** start DATA PROVIDED **

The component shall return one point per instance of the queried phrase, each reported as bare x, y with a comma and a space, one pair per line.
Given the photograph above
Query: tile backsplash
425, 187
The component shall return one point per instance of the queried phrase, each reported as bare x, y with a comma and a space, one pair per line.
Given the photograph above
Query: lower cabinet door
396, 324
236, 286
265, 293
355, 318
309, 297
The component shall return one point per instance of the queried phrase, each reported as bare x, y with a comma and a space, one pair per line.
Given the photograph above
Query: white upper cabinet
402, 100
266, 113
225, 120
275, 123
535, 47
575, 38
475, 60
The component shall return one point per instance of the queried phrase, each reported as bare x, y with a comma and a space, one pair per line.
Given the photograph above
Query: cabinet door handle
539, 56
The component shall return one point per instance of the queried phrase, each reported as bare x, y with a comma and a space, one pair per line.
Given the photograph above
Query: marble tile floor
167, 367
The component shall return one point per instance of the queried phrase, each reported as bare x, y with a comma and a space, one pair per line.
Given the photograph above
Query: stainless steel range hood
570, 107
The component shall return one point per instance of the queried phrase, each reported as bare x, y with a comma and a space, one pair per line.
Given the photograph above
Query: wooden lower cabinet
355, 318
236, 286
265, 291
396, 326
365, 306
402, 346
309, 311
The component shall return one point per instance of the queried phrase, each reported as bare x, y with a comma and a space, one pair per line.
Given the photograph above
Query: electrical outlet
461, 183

** end DATA PROVIDED **
** start DATA PROVIDED **

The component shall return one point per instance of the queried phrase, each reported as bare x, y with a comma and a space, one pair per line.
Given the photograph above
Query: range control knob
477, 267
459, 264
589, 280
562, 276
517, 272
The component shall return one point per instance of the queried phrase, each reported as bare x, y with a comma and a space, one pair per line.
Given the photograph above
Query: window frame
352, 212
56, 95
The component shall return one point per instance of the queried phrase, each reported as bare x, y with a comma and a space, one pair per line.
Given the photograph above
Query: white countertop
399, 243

** end DATA PROVIDED **

> _WHAT THE TASK REQUIRES_
Find each line in the items above that contains the word "Query" and copy those lines out.

> _SOLUTION_
Query: tile backsplash
Query: lower cabinet door
Query: white upper cabinet
Query: cabinet door handle
Query: marble tile floor
Query: stainless steel range hood
Query: wooden lower cabinet
Query: electrical outlet
Query: range control knob
Query: window frame
Query: white countertop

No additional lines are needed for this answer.